▸ **Source data**:
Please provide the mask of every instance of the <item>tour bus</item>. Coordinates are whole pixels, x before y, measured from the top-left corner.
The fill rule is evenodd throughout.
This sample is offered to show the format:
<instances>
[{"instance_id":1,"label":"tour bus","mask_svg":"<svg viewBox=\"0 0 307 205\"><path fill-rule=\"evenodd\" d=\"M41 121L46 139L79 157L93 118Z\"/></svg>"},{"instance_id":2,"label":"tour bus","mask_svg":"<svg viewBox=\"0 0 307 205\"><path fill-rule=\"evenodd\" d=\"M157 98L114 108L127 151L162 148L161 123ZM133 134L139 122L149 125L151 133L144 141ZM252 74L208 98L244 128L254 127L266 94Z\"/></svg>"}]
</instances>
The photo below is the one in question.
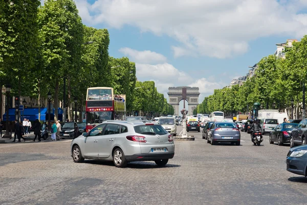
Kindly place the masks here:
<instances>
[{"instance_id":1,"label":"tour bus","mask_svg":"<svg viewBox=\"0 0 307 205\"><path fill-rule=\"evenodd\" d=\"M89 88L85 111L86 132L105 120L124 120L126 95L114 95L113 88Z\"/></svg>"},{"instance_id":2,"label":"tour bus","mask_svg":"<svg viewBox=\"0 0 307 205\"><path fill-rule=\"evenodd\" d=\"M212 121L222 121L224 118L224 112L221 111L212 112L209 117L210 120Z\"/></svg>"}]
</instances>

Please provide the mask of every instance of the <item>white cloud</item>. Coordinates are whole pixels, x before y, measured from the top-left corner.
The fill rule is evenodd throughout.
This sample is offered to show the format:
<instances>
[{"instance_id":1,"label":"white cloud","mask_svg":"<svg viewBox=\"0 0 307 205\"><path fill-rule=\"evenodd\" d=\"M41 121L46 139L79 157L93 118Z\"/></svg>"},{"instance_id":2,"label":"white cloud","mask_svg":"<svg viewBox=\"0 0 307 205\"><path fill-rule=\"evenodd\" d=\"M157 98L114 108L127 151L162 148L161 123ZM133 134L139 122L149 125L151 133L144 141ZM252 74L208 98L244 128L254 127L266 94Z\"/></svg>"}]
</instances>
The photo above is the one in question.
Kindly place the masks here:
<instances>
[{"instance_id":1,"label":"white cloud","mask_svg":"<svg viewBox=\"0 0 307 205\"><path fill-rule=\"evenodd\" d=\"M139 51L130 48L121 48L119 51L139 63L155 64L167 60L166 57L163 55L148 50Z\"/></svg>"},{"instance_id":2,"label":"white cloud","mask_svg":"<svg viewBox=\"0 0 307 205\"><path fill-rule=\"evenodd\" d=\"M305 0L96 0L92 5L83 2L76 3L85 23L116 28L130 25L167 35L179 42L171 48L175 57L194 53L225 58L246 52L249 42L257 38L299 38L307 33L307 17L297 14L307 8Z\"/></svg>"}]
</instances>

==

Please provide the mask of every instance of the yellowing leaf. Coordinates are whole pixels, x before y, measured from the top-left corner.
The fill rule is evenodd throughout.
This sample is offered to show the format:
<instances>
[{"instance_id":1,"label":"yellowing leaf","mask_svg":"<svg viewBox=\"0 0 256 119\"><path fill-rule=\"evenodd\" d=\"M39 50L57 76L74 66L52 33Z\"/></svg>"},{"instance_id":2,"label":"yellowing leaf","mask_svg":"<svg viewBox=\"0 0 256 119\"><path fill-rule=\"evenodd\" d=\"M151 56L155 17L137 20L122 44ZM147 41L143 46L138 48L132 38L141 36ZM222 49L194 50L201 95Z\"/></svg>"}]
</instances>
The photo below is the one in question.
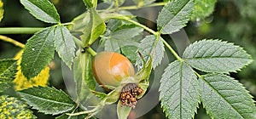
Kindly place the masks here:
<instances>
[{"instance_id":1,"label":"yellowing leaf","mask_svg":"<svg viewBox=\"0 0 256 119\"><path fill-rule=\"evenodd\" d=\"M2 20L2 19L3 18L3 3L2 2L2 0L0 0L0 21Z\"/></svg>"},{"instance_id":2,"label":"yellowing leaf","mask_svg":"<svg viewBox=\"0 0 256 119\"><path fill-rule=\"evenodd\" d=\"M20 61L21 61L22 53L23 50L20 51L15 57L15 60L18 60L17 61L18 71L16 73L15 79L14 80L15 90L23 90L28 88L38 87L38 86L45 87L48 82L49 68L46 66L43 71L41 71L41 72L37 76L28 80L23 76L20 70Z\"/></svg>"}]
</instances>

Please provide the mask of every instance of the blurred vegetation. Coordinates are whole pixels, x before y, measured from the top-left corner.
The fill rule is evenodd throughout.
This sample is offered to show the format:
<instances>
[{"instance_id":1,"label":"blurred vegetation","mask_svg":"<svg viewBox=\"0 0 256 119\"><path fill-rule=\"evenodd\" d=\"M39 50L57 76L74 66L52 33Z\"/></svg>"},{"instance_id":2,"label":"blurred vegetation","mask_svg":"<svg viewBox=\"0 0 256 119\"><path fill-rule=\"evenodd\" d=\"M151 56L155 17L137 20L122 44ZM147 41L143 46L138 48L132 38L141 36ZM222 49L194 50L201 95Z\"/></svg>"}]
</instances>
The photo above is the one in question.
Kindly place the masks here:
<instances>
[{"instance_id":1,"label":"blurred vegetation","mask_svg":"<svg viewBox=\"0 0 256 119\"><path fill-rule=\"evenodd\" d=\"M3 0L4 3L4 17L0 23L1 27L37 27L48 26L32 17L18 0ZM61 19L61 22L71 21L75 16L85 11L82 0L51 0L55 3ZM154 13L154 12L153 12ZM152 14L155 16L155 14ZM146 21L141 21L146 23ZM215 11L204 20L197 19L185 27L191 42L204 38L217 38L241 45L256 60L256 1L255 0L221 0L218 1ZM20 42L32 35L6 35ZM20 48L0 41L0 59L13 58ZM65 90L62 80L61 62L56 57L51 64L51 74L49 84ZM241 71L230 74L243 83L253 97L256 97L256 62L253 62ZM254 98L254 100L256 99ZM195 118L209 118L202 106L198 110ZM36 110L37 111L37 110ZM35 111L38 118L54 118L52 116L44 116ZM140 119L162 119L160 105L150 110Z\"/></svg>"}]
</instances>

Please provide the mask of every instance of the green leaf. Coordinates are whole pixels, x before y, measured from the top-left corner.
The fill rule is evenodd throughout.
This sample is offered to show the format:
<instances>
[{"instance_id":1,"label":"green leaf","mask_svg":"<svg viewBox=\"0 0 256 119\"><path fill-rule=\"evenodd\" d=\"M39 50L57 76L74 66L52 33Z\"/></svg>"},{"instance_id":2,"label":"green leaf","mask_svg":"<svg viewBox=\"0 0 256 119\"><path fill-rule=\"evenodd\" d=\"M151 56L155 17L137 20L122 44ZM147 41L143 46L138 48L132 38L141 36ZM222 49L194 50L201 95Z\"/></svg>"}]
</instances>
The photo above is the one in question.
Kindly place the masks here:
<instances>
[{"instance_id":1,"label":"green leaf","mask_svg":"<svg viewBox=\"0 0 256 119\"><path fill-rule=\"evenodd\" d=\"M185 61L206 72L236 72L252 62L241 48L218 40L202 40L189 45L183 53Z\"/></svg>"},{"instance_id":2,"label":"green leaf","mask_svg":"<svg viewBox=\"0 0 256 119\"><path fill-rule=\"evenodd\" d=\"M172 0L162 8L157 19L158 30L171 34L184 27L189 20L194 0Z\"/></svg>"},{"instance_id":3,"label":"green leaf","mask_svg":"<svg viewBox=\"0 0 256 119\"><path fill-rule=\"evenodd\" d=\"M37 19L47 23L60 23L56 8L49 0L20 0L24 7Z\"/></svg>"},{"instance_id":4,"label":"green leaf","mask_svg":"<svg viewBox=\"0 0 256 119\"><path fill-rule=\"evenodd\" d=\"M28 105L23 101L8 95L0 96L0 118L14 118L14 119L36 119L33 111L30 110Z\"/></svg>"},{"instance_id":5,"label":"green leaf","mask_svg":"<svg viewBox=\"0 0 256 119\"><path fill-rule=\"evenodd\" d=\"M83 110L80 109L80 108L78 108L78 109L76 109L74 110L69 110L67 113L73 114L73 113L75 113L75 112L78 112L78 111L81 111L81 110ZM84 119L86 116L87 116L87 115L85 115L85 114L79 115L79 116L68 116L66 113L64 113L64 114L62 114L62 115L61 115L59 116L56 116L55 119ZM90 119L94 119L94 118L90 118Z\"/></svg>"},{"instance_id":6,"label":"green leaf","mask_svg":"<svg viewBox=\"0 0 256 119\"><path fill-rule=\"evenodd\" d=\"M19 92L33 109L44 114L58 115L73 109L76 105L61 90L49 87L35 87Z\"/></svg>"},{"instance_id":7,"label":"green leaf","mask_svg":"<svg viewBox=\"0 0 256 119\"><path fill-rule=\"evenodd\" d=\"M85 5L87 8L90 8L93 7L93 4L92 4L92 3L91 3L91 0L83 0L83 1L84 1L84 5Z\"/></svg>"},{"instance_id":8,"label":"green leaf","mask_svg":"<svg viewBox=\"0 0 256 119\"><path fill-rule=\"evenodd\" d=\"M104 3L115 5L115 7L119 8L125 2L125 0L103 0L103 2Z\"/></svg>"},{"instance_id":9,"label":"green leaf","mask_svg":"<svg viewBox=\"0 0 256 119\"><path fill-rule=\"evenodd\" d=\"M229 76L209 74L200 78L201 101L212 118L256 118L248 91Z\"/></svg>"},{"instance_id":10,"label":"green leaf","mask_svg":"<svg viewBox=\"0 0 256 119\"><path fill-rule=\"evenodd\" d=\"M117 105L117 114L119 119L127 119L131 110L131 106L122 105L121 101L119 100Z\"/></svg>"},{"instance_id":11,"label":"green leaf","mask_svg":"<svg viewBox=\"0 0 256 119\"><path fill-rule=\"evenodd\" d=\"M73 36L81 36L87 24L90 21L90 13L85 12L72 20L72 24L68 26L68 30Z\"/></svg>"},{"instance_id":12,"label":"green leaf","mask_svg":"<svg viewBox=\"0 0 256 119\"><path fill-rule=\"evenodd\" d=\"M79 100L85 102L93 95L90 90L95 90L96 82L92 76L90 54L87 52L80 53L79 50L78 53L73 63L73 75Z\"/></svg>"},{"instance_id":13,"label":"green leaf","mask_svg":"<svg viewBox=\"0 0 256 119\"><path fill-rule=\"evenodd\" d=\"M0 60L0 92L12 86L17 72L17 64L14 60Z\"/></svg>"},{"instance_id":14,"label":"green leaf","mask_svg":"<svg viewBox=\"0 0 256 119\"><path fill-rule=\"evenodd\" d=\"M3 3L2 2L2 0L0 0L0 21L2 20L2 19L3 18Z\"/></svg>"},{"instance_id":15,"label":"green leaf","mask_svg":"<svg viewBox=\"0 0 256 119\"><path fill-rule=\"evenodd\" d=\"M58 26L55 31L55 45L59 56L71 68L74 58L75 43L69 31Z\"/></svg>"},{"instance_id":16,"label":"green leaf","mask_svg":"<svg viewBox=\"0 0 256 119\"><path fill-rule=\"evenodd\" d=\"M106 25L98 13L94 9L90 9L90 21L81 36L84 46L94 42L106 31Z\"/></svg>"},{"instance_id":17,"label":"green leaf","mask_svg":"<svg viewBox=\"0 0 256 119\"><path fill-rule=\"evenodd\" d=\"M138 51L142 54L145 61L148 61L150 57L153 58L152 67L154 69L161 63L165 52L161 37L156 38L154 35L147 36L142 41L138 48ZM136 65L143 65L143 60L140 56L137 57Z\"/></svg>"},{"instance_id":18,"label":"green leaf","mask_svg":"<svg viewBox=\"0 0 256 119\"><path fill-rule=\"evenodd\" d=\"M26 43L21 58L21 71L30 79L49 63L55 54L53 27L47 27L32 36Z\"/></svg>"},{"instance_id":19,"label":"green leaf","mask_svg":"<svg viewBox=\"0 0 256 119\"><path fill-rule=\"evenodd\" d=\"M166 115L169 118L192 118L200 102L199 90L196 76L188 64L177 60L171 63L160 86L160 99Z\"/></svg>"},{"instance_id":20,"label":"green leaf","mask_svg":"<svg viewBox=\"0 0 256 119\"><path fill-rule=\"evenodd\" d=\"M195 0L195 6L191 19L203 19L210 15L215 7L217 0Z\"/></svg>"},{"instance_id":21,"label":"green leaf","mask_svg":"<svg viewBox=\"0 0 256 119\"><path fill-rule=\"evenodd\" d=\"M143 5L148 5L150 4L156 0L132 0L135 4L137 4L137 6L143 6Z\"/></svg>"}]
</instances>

▸ **Task to carry out**: Please tally the lines in the rows above that contain the string "from", and give only the number.

▸ **Response**: 5